Starting with the line that contains "task | identify every instance of the white blaze" and going on through the last of the lines, write those lines out again, changing "horse's" to "pony's" and leaving everything else the same.

# # #

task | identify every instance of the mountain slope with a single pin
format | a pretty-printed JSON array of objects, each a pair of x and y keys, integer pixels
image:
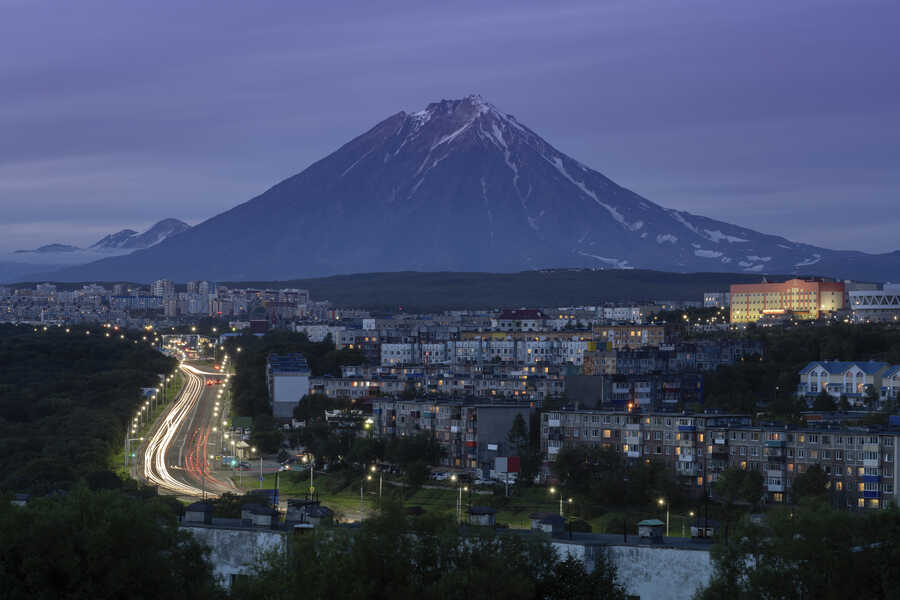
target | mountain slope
[
  {"x": 129, "y": 239},
  {"x": 460, "y": 186}
]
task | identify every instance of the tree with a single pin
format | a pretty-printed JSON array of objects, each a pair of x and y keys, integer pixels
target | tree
[
  {"x": 105, "y": 544},
  {"x": 844, "y": 404},
  {"x": 810, "y": 551},
  {"x": 811, "y": 484},
  {"x": 570, "y": 580},
  {"x": 392, "y": 556},
  {"x": 871, "y": 398},
  {"x": 736, "y": 487}
]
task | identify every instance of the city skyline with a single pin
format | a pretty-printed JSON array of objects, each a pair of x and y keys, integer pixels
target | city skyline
[{"x": 773, "y": 118}]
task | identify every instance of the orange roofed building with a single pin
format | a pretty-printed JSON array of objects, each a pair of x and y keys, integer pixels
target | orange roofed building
[{"x": 804, "y": 299}]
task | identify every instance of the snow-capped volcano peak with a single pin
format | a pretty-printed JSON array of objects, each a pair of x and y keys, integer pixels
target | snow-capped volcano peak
[{"x": 461, "y": 186}]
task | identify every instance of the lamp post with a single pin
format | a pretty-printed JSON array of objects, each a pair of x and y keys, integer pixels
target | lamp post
[
  {"x": 362, "y": 483},
  {"x": 662, "y": 502},
  {"x": 128, "y": 441},
  {"x": 690, "y": 514},
  {"x": 553, "y": 490},
  {"x": 373, "y": 468}
]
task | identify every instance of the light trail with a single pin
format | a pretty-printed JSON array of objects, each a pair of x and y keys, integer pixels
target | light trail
[{"x": 155, "y": 468}]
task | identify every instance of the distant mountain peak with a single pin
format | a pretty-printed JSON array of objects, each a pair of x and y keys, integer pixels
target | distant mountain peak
[
  {"x": 462, "y": 186},
  {"x": 129, "y": 239}
]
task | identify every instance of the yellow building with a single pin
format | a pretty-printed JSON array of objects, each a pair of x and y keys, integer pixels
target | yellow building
[{"x": 804, "y": 299}]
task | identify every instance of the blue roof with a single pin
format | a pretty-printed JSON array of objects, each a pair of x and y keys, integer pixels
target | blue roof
[
  {"x": 835, "y": 366},
  {"x": 892, "y": 371}
]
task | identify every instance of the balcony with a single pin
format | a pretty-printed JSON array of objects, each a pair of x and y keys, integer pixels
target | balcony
[{"x": 688, "y": 470}]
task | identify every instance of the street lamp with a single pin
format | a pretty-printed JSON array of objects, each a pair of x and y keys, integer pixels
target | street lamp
[
  {"x": 662, "y": 502},
  {"x": 373, "y": 468},
  {"x": 553, "y": 490},
  {"x": 690, "y": 514}
]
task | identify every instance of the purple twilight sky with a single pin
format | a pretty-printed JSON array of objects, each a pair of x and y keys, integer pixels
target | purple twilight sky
[{"x": 779, "y": 116}]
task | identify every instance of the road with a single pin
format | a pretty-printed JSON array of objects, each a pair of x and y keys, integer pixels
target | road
[{"x": 176, "y": 457}]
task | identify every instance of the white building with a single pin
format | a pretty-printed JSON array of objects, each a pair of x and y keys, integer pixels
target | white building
[
  {"x": 163, "y": 288},
  {"x": 288, "y": 379},
  {"x": 871, "y": 306}
]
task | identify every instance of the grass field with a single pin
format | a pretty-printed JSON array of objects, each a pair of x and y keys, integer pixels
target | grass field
[{"x": 342, "y": 495}]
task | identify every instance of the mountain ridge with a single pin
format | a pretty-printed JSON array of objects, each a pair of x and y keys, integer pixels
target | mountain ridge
[{"x": 460, "y": 186}]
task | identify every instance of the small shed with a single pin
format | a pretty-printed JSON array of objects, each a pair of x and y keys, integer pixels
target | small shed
[
  {"x": 319, "y": 514},
  {"x": 482, "y": 515},
  {"x": 547, "y": 522},
  {"x": 651, "y": 529},
  {"x": 704, "y": 528},
  {"x": 198, "y": 512},
  {"x": 258, "y": 515}
]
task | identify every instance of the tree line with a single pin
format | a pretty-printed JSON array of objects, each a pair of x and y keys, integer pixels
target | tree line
[{"x": 65, "y": 402}]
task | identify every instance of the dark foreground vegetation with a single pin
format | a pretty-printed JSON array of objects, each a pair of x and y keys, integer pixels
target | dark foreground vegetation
[
  {"x": 65, "y": 399},
  {"x": 104, "y": 544},
  {"x": 397, "y": 557},
  {"x": 809, "y": 551}
]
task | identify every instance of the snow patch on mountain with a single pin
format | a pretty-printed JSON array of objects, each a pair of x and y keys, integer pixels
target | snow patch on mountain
[
  {"x": 558, "y": 163},
  {"x": 707, "y": 253},
  {"x": 809, "y": 261},
  {"x": 614, "y": 262},
  {"x": 717, "y": 236}
]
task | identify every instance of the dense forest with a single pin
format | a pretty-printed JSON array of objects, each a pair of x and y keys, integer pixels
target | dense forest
[{"x": 64, "y": 401}]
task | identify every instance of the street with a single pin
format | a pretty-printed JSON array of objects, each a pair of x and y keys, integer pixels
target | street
[{"x": 176, "y": 456}]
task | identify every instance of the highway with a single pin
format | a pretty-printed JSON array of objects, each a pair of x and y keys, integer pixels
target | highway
[{"x": 175, "y": 457}]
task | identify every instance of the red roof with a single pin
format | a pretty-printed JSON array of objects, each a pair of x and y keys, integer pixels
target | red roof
[{"x": 520, "y": 314}]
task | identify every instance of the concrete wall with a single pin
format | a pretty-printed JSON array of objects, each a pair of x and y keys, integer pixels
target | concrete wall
[
  {"x": 287, "y": 392},
  {"x": 234, "y": 551},
  {"x": 649, "y": 572}
]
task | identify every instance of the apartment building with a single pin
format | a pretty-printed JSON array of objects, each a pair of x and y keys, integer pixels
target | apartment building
[
  {"x": 804, "y": 299},
  {"x": 855, "y": 380},
  {"x": 617, "y": 337},
  {"x": 471, "y": 433},
  {"x": 861, "y": 462},
  {"x": 287, "y": 376}
]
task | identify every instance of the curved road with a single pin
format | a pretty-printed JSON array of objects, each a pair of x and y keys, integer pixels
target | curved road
[{"x": 175, "y": 456}]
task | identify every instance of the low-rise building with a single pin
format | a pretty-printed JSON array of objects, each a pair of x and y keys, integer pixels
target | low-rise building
[
  {"x": 876, "y": 306},
  {"x": 854, "y": 380},
  {"x": 288, "y": 381},
  {"x": 471, "y": 433}
]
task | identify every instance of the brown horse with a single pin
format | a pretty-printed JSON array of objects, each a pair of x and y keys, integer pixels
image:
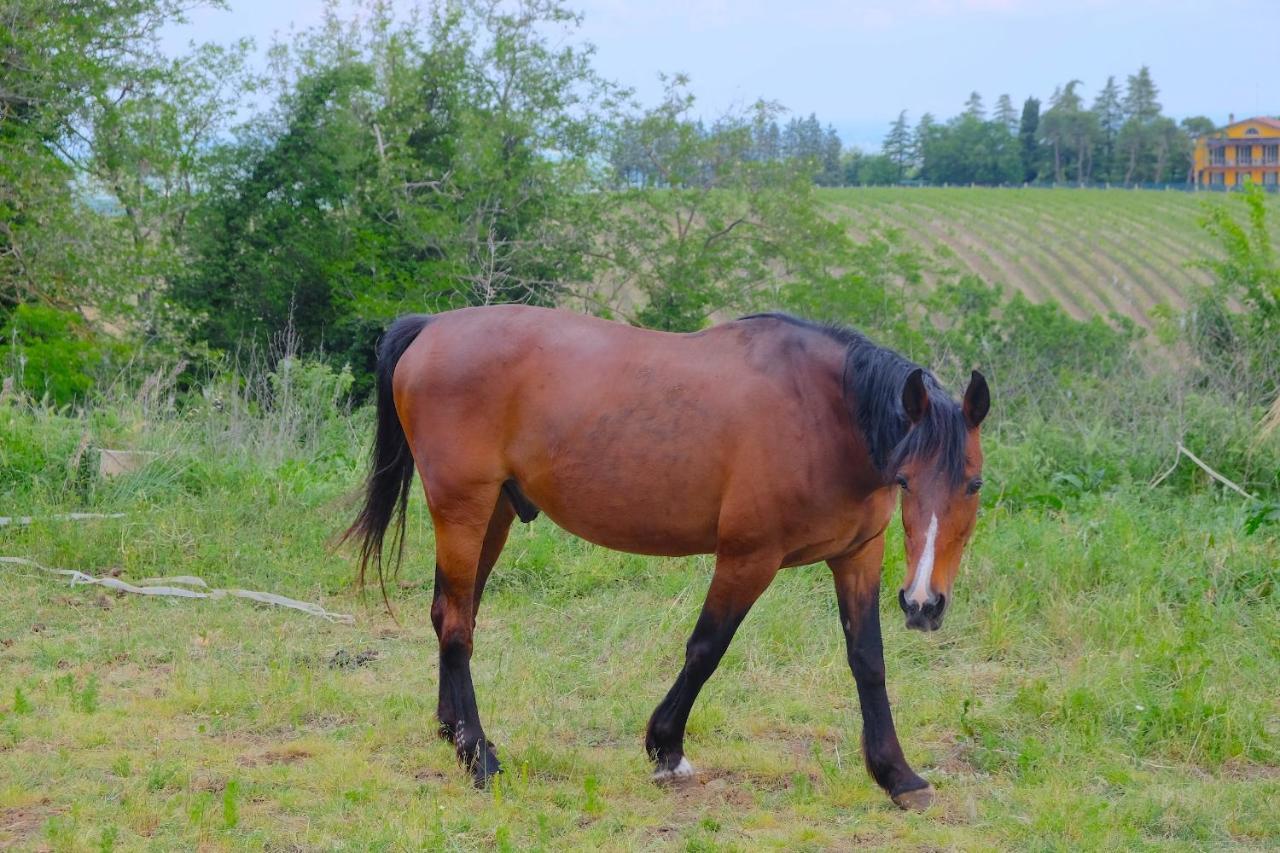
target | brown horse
[{"x": 769, "y": 442}]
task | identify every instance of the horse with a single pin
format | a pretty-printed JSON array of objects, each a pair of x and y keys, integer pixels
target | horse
[{"x": 768, "y": 441}]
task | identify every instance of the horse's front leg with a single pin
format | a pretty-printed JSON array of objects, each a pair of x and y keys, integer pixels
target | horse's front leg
[
  {"x": 858, "y": 593},
  {"x": 737, "y": 582}
]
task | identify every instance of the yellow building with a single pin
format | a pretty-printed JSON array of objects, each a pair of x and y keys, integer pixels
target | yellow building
[{"x": 1240, "y": 151}]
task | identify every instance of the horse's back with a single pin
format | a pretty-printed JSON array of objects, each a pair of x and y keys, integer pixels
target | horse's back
[{"x": 627, "y": 437}]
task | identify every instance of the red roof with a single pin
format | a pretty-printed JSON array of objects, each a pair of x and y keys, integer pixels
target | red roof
[{"x": 1261, "y": 119}]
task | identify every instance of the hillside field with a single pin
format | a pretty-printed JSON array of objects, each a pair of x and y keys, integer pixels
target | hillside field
[
  {"x": 1093, "y": 251},
  {"x": 1105, "y": 679}
]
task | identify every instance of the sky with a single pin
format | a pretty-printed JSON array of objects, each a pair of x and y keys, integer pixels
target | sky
[{"x": 856, "y": 63}]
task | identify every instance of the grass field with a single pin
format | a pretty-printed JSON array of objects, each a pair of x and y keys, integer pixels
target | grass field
[
  {"x": 1095, "y": 251},
  {"x": 1106, "y": 676}
]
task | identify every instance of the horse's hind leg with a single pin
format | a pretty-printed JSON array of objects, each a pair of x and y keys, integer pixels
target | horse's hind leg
[
  {"x": 735, "y": 587},
  {"x": 858, "y": 594},
  {"x": 461, "y": 527},
  {"x": 494, "y": 539}
]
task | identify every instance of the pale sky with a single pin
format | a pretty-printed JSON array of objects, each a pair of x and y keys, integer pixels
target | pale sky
[{"x": 858, "y": 63}]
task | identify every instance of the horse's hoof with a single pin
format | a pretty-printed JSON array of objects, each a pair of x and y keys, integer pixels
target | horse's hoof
[
  {"x": 914, "y": 801},
  {"x": 485, "y": 769},
  {"x": 680, "y": 772}
]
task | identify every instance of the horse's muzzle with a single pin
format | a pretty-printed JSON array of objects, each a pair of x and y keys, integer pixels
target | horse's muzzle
[{"x": 927, "y": 617}]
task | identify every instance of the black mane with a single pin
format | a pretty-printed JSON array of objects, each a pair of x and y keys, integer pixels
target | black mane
[{"x": 874, "y": 377}]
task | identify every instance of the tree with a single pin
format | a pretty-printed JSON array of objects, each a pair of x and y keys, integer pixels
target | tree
[
  {"x": 897, "y": 145},
  {"x": 419, "y": 164},
  {"x": 1138, "y": 136},
  {"x": 1193, "y": 128},
  {"x": 973, "y": 106},
  {"x": 725, "y": 232},
  {"x": 1069, "y": 129},
  {"x": 60, "y": 58},
  {"x": 1028, "y": 137},
  {"x": 1006, "y": 114},
  {"x": 1243, "y": 346},
  {"x": 1110, "y": 117},
  {"x": 922, "y": 138}
]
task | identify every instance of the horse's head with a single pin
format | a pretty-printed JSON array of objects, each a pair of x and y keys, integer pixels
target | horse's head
[{"x": 938, "y": 470}]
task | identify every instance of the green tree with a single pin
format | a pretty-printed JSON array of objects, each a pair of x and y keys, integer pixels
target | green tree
[
  {"x": 1110, "y": 117},
  {"x": 1068, "y": 129},
  {"x": 1242, "y": 349},
  {"x": 897, "y": 145},
  {"x": 1006, "y": 114},
  {"x": 722, "y": 232},
  {"x": 1028, "y": 138},
  {"x": 406, "y": 164},
  {"x": 973, "y": 108},
  {"x": 58, "y": 59},
  {"x": 1139, "y": 137}
]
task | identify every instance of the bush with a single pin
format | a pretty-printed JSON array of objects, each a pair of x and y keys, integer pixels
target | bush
[{"x": 55, "y": 354}]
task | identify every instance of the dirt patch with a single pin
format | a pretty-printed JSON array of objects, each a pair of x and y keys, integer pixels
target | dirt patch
[
  {"x": 21, "y": 822},
  {"x": 279, "y": 756},
  {"x": 344, "y": 660},
  {"x": 1246, "y": 771}
]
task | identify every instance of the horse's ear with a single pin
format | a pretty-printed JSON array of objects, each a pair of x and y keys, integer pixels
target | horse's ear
[
  {"x": 977, "y": 400},
  {"x": 915, "y": 398}
]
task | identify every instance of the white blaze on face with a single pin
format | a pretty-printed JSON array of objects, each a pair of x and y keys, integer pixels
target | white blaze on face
[{"x": 919, "y": 591}]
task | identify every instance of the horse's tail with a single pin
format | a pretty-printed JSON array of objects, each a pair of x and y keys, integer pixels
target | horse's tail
[{"x": 391, "y": 471}]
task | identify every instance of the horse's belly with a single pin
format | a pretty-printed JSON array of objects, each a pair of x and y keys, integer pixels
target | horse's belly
[{"x": 639, "y": 507}]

# # #

■ **Result of the task**:
task | identify every instance of the white blaze on face with a single pin
format | a pretty-printed JSON array of objects, each a pair of x and y keys, integer pixels
target | white blaze on face
[{"x": 919, "y": 591}]
task | identify every instance of the pony's tail with a single pin
format | a pretty-printed JSON array of objects, each a pair of x and y keys, integer pixels
target | pony's tail
[{"x": 391, "y": 471}]
task | identify every instance of the pony's belly with a single pin
format | a pretty-printed JSON array of objects, each a pair of x and y keys, integer pixels
target | pony's belly
[{"x": 639, "y": 507}]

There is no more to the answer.